───── Recorded information

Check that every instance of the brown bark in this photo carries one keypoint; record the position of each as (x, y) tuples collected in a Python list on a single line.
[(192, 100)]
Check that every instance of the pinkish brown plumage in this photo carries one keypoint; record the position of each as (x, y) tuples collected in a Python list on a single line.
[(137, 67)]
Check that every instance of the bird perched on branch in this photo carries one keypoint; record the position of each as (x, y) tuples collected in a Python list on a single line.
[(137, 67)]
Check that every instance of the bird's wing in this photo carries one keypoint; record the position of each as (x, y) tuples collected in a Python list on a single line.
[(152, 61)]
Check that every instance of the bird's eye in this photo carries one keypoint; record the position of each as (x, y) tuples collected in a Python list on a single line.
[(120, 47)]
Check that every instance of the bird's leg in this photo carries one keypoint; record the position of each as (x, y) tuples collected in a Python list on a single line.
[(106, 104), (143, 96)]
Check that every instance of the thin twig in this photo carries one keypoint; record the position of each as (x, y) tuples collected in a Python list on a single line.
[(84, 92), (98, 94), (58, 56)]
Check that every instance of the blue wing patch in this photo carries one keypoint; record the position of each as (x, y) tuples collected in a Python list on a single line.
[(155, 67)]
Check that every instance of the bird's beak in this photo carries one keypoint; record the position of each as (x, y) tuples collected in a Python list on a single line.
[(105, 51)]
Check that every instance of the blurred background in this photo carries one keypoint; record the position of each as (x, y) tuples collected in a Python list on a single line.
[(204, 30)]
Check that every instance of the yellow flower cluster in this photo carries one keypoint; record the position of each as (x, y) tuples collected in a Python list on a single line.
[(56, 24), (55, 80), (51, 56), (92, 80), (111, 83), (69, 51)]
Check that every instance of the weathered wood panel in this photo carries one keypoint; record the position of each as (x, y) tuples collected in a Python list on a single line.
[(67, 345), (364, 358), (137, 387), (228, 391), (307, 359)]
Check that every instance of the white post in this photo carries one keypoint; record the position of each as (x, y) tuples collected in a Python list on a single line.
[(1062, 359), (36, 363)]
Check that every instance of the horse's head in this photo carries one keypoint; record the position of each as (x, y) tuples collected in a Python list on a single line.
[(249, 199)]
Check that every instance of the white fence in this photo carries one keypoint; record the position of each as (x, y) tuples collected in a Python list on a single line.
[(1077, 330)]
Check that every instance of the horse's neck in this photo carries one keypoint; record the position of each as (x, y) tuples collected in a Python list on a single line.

──────────

#### Request
Please rewrite all of the lines above, changing "keypoint" to "marker" and leaving everything else as it is.

#### Written solution
Check that every instance of the brown bark in this photo carries one marker; record the position of each as (x, y) tuples collected in a Python list on a single line.
[(192, 100)]
Check that every instance of the pinkish brown plumage in this photo carries one marker; record the position of each as (x, y) tuples collected in a Python list on a single line.
[(137, 67)]
Check that every instance of the bird perched on branch in this photo carries one marker; record the position of each as (x, y) tuples collected in a Python list on a single line.
[(137, 67)]
Check that every instance of the bird's wing in this photo carries one marker; record the position of each as (x, y) tuples collected in a Python list on a single line.
[(152, 61)]
Check that every instance of the bird's eye in this photo carries one marker; record the position of each as (x, y) tuples collected in a Python list on a single line.
[(120, 47)]
Check that every instance of the bird's leg in this photo carries one marker; record the position of each as (x, y) tuples collected in a Python list on a single line.
[(106, 104), (143, 96)]
Check that every instance of the thin twig in this photo carries one marker; record the position of each as (x, y) tuples collected in a Python list on a single line.
[(84, 92), (98, 94), (58, 56)]
Check that every instance of the blue wing patch in this photo carries one marker; record the position of each as (x, y) tuples collected in a Python list on a single line.
[(155, 67)]
Check that every instance of the bird's beak in this photo carries one marker; record the position of each as (x, y) tuples collected in a Python list on a single line.
[(105, 51)]
Check that every instance of the blurred background in this photo carries one marker; record the position of each as (x, y) tuples collected in a Python list on a single line.
[(204, 30)]
Check that every instance of the yellow flower cluster in this photo carries one marker; record the position of each as (x, y) tuples collected in a Python list on a single line.
[(56, 24), (55, 80), (51, 56), (92, 80), (111, 83), (69, 51)]
Check that every instance of the weathered wood panel in this photo carries one marker; record the position of each as (x, y) tuples collected in a Python list on a single line.
[(67, 345), (364, 358), (137, 387), (228, 391), (307, 359)]
Check that every instance of the white post in this photo carries one marker; record the position of each as (x, y) tuples collected in a Python list on a single line.
[(1062, 359), (36, 363)]
Check that every instance of the horse's head in this photo carries one marker; record the position of each as (x, y) tuples collected in a Python list on a single line.
[(249, 199)]
Check that every instance of the white fence in this photo carries one marker; record the position of each as (x, y) tuples collected in a Python list on a single line.
[(1077, 330)]
Check that every instance of the horse's neck in this photo carries one marker; record the position of each as (x, y) tuples collected in a Python list on a single line.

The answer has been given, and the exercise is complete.